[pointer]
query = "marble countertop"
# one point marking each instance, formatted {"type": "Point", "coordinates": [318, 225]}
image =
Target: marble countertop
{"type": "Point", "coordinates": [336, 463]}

What to work on -> Repeat every record, keeping each line exactly as it is.

Answer below ->
[pointer]
query = "marble countertop"
# one point marking each instance, formatted {"type": "Point", "coordinates": [318, 225]}
image =
Target: marble countertop
{"type": "Point", "coordinates": [336, 463]}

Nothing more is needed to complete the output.